- **Exercise task**: Reproduce every line of the items, requests included, starting with the line that contains "Guideline: one keypoint for each instance of the vaulted" and going on through the last line of the items. Increase each keypoint coordinate in the answers by 90, leaving the numbers in the requests and their format samples unchanged.

- **Material shown**:
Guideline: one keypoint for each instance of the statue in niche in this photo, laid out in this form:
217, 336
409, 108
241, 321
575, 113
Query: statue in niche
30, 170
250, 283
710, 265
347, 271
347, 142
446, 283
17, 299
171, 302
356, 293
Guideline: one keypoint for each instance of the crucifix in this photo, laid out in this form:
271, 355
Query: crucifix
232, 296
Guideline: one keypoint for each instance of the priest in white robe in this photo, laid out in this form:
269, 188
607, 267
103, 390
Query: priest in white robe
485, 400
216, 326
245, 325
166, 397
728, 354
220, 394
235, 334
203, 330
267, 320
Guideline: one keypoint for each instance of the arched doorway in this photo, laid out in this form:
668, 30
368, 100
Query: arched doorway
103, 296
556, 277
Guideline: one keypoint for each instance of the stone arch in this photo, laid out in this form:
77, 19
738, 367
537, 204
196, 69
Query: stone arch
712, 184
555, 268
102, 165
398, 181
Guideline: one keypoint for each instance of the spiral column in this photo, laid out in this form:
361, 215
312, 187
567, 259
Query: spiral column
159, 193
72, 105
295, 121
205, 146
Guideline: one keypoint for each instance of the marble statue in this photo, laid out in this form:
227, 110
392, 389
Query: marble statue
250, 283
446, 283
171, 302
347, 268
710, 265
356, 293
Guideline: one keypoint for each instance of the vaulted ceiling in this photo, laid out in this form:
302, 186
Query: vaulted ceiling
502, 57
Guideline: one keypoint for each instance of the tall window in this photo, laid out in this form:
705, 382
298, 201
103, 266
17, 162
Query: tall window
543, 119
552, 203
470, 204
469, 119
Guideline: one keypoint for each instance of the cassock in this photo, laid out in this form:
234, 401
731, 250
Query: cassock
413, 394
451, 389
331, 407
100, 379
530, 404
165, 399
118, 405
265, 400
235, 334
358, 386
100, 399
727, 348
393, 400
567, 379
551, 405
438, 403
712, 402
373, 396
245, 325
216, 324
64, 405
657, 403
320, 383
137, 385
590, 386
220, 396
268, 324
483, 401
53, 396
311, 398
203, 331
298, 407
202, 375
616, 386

- **The result**:
Guideline: one keypoint for each instance of the vaulted ceiling in this photo, laid out in this form:
302, 186
Query: vaulted ceiling
592, 147
Guideline: one keypoint for each instance of the tall window in this photo, laid out in this form:
705, 382
298, 201
103, 266
17, 162
Query: tall window
633, 209
642, 293
560, 294
559, 209
Guideline: one keypoint for each instance of the cassock in this photo, laid out in this form:
234, 401
731, 250
Query: cassock
503, 484
541, 479
421, 497
190, 469
620, 494
255, 489
208, 495
355, 490
325, 424
448, 476
190, 489
817, 438
483, 490
657, 469
641, 495
528, 493
802, 492
463, 486
335, 415
306, 414
154, 495
747, 493
410, 473
227, 475
680, 476
310, 486
358, 414
573, 491
143, 486
401, 488
293, 421
388, 497
292, 465
706, 476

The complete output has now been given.